SUPPLIED DATA:

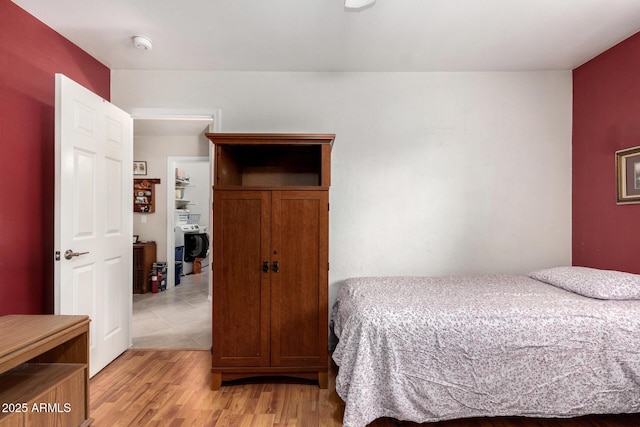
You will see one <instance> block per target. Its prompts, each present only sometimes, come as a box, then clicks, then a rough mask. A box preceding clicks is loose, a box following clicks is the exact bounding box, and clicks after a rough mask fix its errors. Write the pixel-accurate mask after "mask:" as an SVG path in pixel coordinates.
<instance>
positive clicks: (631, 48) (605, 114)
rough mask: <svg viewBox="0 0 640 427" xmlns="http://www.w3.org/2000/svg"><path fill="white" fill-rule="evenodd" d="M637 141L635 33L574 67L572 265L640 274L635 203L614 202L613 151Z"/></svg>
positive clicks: (636, 208) (637, 117)
mask: <svg viewBox="0 0 640 427" xmlns="http://www.w3.org/2000/svg"><path fill="white" fill-rule="evenodd" d="M635 146H640V33H637V34H635V35H634V36H632V37H630V38H628V39H627V40H625V41H623V42H622V43H620V44H618V45H616V46H614V47H613V48H611V49H609V50H607V51H606V52H604V53H602V54H601V55H599V56H597V57H596V58H594V59H592V60H591V61H589V62H587V63H585V64H584V65H582V66H580V67H578V68H576V69H575V70H574V71H573V264H574V265H579V266H587V267H595V268H605V269H616V270H623V271H629V272H633V273H640V204H637V205H620V206H618V205H616V176H615V173H616V172H615V152H616V151H617V150H620V149H624V148H629V147H635Z"/></svg>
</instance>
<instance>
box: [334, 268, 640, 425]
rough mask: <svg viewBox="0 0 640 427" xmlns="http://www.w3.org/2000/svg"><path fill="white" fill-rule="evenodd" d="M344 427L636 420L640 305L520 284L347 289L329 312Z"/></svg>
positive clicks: (638, 358) (637, 408) (339, 297)
mask: <svg viewBox="0 0 640 427" xmlns="http://www.w3.org/2000/svg"><path fill="white" fill-rule="evenodd" d="M331 319H332V324H333V328H334V332H335V334H336V335H337V337H338V338H339V342H338V345H337V347H336V349H335V352H334V353H333V359H334V360H335V362H336V364H337V365H338V367H339V370H338V375H337V379H336V391H337V392H338V394H339V395H340V397H341V398H342V399H343V400H344V401H345V413H344V419H343V425H345V426H347V427H360V426H365V425H367V424H368V423H370V422H372V421H373V420H375V419H376V418H379V417H392V418H396V419H398V420H406V421H414V422H429V421H439V420H446V419H452V418H463V417H476V416H531V417H572V416H579V415H585V414H596V413H629V412H640V301H637V300H636V301H613V300H598V299H593V298H588V297H584V296H581V295H578V294H575V293H572V292H569V291H566V290H563V289H560V288H557V287H554V286H551V285H548V284H546V283H542V282H539V281H537V280H534V279H531V278H529V277H526V276H508V275H493V276H466V277H463V276H460V277H456V276H453V277H440V278H426V277H420V278H415V277H379V278H354V279H348V280H346V281H345V282H344V283H343V285H342V287H341V288H340V291H339V292H338V297H337V300H336V303H335V304H334V306H333V308H332V313H331Z"/></svg>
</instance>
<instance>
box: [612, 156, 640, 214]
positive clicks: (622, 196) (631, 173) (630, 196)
mask: <svg viewBox="0 0 640 427" xmlns="http://www.w3.org/2000/svg"><path fill="white" fill-rule="evenodd" d="M616 187H617V188H616V203H617V204H619V205H625V204H631V203H640V147H631V148H626V149H624V150H618V151H616Z"/></svg>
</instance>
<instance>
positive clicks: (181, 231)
mask: <svg viewBox="0 0 640 427" xmlns="http://www.w3.org/2000/svg"><path fill="white" fill-rule="evenodd" d="M174 231H175V245H176V255H177V254H182V255H183V258H182V259H176V260H175V261H176V262H182V274H183V275H186V274H190V273H192V272H193V260H194V259H195V258H196V257H195V256H193V255H192V254H193V253H195V254H196V255H199V254H200V253H202V250H200V249H201V248H200V247H196V246H195V245H194V242H201V243H200V245H202V244H204V243H205V242H206V253H207V254H208V253H209V239H208V237H207V235H206V228H204V227H200V226H199V225H198V224H180V225H176V226H175V228H174ZM202 234H204V236H205V237H206V240H205V239H203V238H202V237H196V238H195V239H192V237H195V236H200V235H202ZM187 244H188V245H189V246H187ZM188 248H189V249H190V252H188V251H187V249H188ZM196 250H198V251H197V252H196ZM205 256H206V255H205ZM176 258H177V256H176ZM197 258H204V257H197Z"/></svg>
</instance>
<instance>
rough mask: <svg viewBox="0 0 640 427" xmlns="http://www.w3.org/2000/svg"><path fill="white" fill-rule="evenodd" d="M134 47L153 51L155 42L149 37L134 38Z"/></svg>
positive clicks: (141, 49)
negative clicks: (153, 48)
mask: <svg viewBox="0 0 640 427" xmlns="http://www.w3.org/2000/svg"><path fill="white" fill-rule="evenodd" d="M131 40H133V45H134V46H135V47H136V48H137V49H140V50H151V49H152V48H153V42H152V41H151V39H150V38H149V37H147V36H133V37H132V38H131Z"/></svg>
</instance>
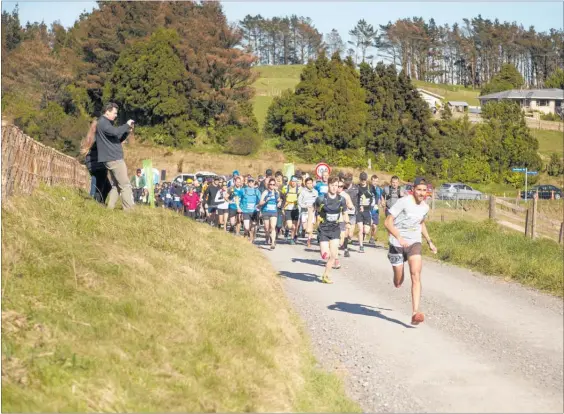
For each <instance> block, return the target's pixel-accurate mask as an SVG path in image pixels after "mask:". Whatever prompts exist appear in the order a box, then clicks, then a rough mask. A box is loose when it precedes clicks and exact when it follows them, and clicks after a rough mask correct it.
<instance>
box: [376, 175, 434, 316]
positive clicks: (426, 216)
mask: <svg viewBox="0 0 564 414" xmlns="http://www.w3.org/2000/svg"><path fill="white" fill-rule="evenodd" d="M413 184H414V185H413V195H408V196H405V197H402V198H400V199H399V200H398V201H397V202H396V203H395V204H394V205H393V206H392V207H391V208H390V210H389V212H390V214H389V215H388V217H386V221H385V222H384V225H385V226H386V229H387V230H388V232H389V233H390V248H389V252H388V260H389V261H390V263H391V264H392V268H393V270H394V286H395V287H396V288H399V287H401V285H402V283H403V280H404V269H403V267H404V263H405V262H406V261H407V262H408V263H409V272H410V273H411V302H412V311H413V313H412V316H411V324H412V325H418V324H419V323H421V322H423V321H424V320H425V315H424V314H423V313H422V312H419V302H420V299H421V269H422V266H423V261H422V259H421V235H423V237H425V240H427V243H428V244H429V248H430V249H431V251H432V252H433V253H434V254H437V248H436V247H435V245H434V244H433V242H432V241H431V238H430V237H429V233H428V232H427V227H426V226H425V218H426V217H427V213H428V212H429V206H428V205H427V203H426V202H425V197H426V195H427V182H426V181H425V179H424V178H420V177H419V178H416V179H415V181H414V183H413Z"/></svg>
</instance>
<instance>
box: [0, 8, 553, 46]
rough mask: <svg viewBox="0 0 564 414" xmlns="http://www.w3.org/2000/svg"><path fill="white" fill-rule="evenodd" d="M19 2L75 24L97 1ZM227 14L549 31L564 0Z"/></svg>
mask: <svg viewBox="0 0 564 414" xmlns="http://www.w3.org/2000/svg"><path fill="white" fill-rule="evenodd" d="M16 3H18V4H19V10H20V21H21V23H22V25H23V24H25V23H26V22H27V21H31V22H34V21H38V22H40V21H44V22H45V23H46V24H48V25H50V24H51V23H52V22H54V21H56V20H59V21H60V23H61V24H62V25H63V26H65V27H69V26H72V25H73V24H74V22H75V21H76V20H77V18H78V16H79V15H80V13H82V12H83V11H88V12H89V11H92V9H93V8H96V7H97V5H96V2H94V1H65V2H54V1H46V0H43V1H25V0H24V1H22V0H20V1H18V2H15V1H2V10H3V11H4V10H7V11H12V10H13V8H14V7H15V5H16ZM222 4H223V7H224V11H225V14H226V16H227V18H228V20H229V21H232V22H235V21H238V20H241V19H243V18H244V17H245V16H246V15H247V14H250V15H253V16H254V15H257V14H260V15H262V16H263V17H265V18H267V17H274V16H287V15H291V14H296V15H298V16H304V17H311V19H312V20H313V23H314V25H315V27H316V28H317V29H318V30H319V31H320V32H321V33H323V34H326V33H329V32H330V31H331V29H333V28H335V29H337V30H338V31H339V33H340V34H341V37H342V38H343V40H345V41H346V40H349V36H348V32H349V30H351V29H352V28H353V27H354V26H355V24H356V22H358V20H360V19H362V18H364V19H365V20H366V21H367V22H368V23H370V24H372V25H374V27H375V28H378V25H380V24H386V23H388V21H392V22H393V21H395V20H396V19H399V18H406V17H414V16H417V17H423V18H424V19H425V20H427V21H428V20H429V19H430V18H431V17H433V18H434V19H435V22H436V23H437V24H439V25H441V24H445V23H448V24H449V25H451V26H452V24H453V23H455V22H459V23H462V19H463V18H471V17H477V16H478V14H481V15H482V17H483V18H489V19H491V20H493V19H495V18H498V19H499V20H500V21H502V22H503V21H509V22H514V21H515V22H517V23H518V24H522V25H523V26H524V27H525V28H528V27H529V26H531V25H532V26H535V28H536V29H537V31H548V30H549V29H551V28H554V29H563V27H564V3H563V2H561V1H527V2H526V1H521V2H509V1H499V2H486V1H473V2H462V1H459V2H455V1H453V2H445V1H443V2H430V1H419V2H407V1H405V2H404V1H396V2H393V3H392V2H380V1H357V2H353V1H316V2H302V1H285V2H269V1H246V2H238V1H222Z"/></svg>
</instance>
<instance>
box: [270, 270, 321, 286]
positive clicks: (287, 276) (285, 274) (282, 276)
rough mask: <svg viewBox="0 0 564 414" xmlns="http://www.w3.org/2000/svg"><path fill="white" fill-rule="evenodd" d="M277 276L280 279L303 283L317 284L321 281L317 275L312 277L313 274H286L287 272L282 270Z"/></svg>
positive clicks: (303, 273)
mask: <svg viewBox="0 0 564 414" xmlns="http://www.w3.org/2000/svg"><path fill="white" fill-rule="evenodd" d="M278 274H279V275H280V276H282V277H288V278H290V279H296V280H301V281H303V282H318V283H321V280H320V279H319V277H318V276H317V275H314V274H313V273H293V272H287V271H285V270H283V271H282V272H278Z"/></svg>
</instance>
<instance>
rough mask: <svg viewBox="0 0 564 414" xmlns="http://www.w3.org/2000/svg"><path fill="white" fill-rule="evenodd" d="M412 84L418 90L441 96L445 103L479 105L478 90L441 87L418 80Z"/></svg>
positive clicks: (446, 86) (452, 85) (474, 105)
mask: <svg viewBox="0 0 564 414" xmlns="http://www.w3.org/2000/svg"><path fill="white" fill-rule="evenodd" d="M413 83H414V84H415V86H416V87H418V88H423V89H425V90H427V91H429V92H433V93H436V94H439V95H441V96H443V97H444V101H445V102H448V101H465V102H467V103H468V105H471V106H478V105H480V101H479V100H478V95H480V91H479V90H475V89H471V88H465V87H464V86H459V85H443V84H436V83H430V82H423V81H418V80H414V81H413Z"/></svg>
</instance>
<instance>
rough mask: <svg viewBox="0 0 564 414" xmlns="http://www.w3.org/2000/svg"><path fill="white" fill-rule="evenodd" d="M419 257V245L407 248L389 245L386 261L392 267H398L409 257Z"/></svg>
mask: <svg viewBox="0 0 564 414" xmlns="http://www.w3.org/2000/svg"><path fill="white" fill-rule="evenodd" d="M417 255H419V256H421V243H413V244H412V245H411V246H409V247H406V248H404V247H397V246H394V245H392V244H390V248H389V250H388V260H389V261H390V263H391V264H392V266H400V265H402V264H404V262H407V259H409V258H410V257H411V256H417Z"/></svg>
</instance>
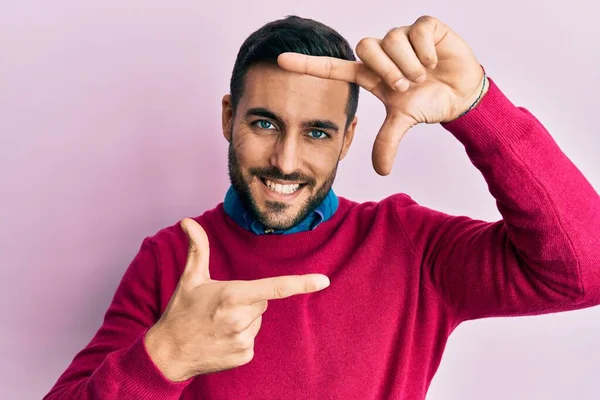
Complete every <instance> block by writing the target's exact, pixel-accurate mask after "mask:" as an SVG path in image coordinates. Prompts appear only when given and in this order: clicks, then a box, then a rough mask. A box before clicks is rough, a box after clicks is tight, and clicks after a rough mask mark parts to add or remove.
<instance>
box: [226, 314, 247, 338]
mask: <svg viewBox="0 0 600 400" xmlns="http://www.w3.org/2000/svg"><path fill="white" fill-rule="evenodd" d="M227 326H228V328H229V330H230V331H231V332H233V333H236V334H239V333H242V332H243V331H244V330H245V329H246V324H245V322H244V320H243V319H242V318H240V317H238V316H237V315H230V316H229V318H228V319H227Z"/></svg>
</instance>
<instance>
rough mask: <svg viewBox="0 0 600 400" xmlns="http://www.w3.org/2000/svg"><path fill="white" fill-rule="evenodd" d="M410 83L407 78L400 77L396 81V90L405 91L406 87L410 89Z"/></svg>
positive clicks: (406, 87)
mask: <svg viewBox="0 0 600 400" xmlns="http://www.w3.org/2000/svg"><path fill="white" fill-rule="evenodd" d="M408 85H409V83H408V81H407V80H406V79H404V78H400V79H398V81H397V82H396V83H394V90H397V91H399V92H404V91H405V90H406V89H408Z"/></svg>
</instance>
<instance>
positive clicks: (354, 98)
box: [230, 15, 359, 125]
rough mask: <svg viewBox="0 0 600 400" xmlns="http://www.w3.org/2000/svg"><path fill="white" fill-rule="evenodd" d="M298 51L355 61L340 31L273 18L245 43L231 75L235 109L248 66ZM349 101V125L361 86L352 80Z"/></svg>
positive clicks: (271, 62) (355, 110)
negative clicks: (272, 18)
mask: <svg viewBox="0 0 600 400" xmlns="http://www.w3.org/2000/svg"><path fill="white" fill-rule="evenodd" d="M285 52H295V53H302V54H307V55H311V56H329V57H336V58H341V59H344V60H351V61H355V60H356V57H355V56H354V52H353V50H352V47H351V46H350V44H349V43H348V41H347V40H346V39H344V38H343V37H342V36H341V35H340V34H339V33H338V32H337V31H335V30H334V29H332V28H330V27H328V26H327V25H325V24H323V23H321V22H318V21H315V20H312V19H308V18H301V17H297V16H293V15H292V16H288V17H286V18H283V19H279V20H276V21H272V22H269V23H267V24H266V25H264V26H262V27H261V28H260V29H258V30H257V31H255V32H254V33H252V34H251V35H250V36H249V37H248V38H247V39H246V40H245V41H244V43H243V44H242V46H241V47H240V50H239V52H238V55H237V58H236V60H235V64H234V67H233V72H232V74H231V82H230V92H231V105H232V107H233V112H234V113H235V110H236V108H237V105H238V102H239V100H240V98H241V97H242V95H243V93H244V83H245V79H246V73H247V72H248V69H249V68H250V67H251V66H253V65H256V64H260V63H272V64H276V63H277V57H278V56H279V55H280V54H281V53H285ZM349 85H350V96H349V97H348V103H347V104H346V115H347V125H349V124H350V122H351V121H352V120H353V119H354V115H355V114H356V109H357V107H358V92H359V87H358V85H356V84H354V83H350V84H349Z"/></svg>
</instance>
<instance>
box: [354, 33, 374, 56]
mask: <svg viewBox="0 0 600 400" xmlns="http://www.w3.org/2000/svg"><path fill="white" fill-rule="evenodd" d="M374 43H376V41H375V39H373V38H369V37H367V38H362V39H361V40H360V41H359V42H358V44H357V45H356V54H357V55H358V56H359V57H361V56H364V55H365V54H367V53H368V52H369V51H370V50H371V48H372V47H373V44H374Z"/></svg>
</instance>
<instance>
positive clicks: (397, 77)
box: [307, 68, 402, 285]
mask: <svg viewBox="0 0 600 400" xmlns="http://www.w3.org/2000/svg"><path fill="white" fill-rule="evenodd" d="M401 78H402V74H401V73H400V70H399V69H398V68H390V69H388V70H387V71H386V72H385V73H384V74H383V80H384V81H386V82H388V83H392V84H393V83H396V82H397V81H398V80H399V79H401ZM307 285H308V283H307Z"/></svg>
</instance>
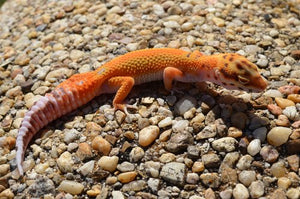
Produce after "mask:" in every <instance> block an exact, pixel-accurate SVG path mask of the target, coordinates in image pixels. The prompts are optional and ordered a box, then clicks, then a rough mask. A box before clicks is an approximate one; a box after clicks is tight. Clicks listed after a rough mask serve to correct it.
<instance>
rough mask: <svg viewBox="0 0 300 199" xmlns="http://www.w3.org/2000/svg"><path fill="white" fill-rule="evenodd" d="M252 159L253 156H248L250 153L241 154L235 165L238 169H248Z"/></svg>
mask: <svg viewBox="0 0 300 199" xmlns="http://www.w3.org/2000/svg"><path fill="white" fill-rule="evenodd" d="M252 161H253V157H252V156H250V155H244V156H242V157H241V158H240V159H239V160H238V162H237V164H236V167H237V168H238V169H240V170H246V169H249V168H250V167H251V163H252Z"/></svg>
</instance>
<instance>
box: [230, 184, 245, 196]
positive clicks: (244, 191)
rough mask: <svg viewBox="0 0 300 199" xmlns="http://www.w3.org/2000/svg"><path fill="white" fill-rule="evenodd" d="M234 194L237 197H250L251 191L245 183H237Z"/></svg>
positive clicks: (234, 195)
mask: <svg viewBox="0 0 300 199" xmlns="http://www.w3.org/2000/svg"><path fill="white" fill-rule="evenodd" d="M232 195H233V197H234V198H235V199H248V198H249V191H248V189H247V188H246V187H245V186H244V185H243V184H237V185H235V187H234V189H233V191H232Z"/></svg>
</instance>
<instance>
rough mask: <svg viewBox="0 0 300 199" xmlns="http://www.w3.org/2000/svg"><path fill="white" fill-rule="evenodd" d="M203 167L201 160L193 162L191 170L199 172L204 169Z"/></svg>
mask: <svg viewBox="0 0 300 199" xmlns="http://www.w3.org/2000/svg"><path fill="white" fill-rule="evenodd" d="M204 169H205V167H204V164H203V162H198V161H197V162H194V164H193V167H192V171H193V172H195V173H201V172H202V171H204Z"/></svg>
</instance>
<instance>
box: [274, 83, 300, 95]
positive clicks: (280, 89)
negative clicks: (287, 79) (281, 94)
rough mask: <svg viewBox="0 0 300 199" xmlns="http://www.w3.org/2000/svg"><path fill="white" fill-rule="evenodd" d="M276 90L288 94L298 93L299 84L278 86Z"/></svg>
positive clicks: (288, 94)
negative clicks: (294, 84)
mask: <svg viewBox="0 0 300 199" xmlns="http://www.w3.org/2000/svg"><path fill="white" fill-rule="evenodd" d="M278 90H279V91H280V92H281V93H282V94H285V95H290V94H299V92H300V86H290V85H287V86H281V87H280V88H278Z"/></svg>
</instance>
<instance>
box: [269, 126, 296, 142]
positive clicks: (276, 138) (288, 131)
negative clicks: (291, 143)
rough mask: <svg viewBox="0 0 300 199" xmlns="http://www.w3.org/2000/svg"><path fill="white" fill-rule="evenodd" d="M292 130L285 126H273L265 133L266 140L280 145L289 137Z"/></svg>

TASK ITEM: Extract every line above that contains the word "only".

RESPONSE BOX:
You will see one <instance> block per target. Its prompts, each present only sometimes, come as a box, then clicks, then a rough mask. A box preceding clicks is loose, a box following clicks is the exact bounding box, and clicks after a rough mask fix its errors. Write the pixel-accurate mask after "mask:" as an SVG path in pixel coordinates.
Complete every <instance> block by writing the target's exact, pixel-accurate mask after "mask:" as an SVG path in image coordinates. Prompts appear only when given and in this order: clicks, then a box, then a rough mask. A box before clicks is rough, a box after clicks is tight, and clicks after a rough mask mark parts to add or remove.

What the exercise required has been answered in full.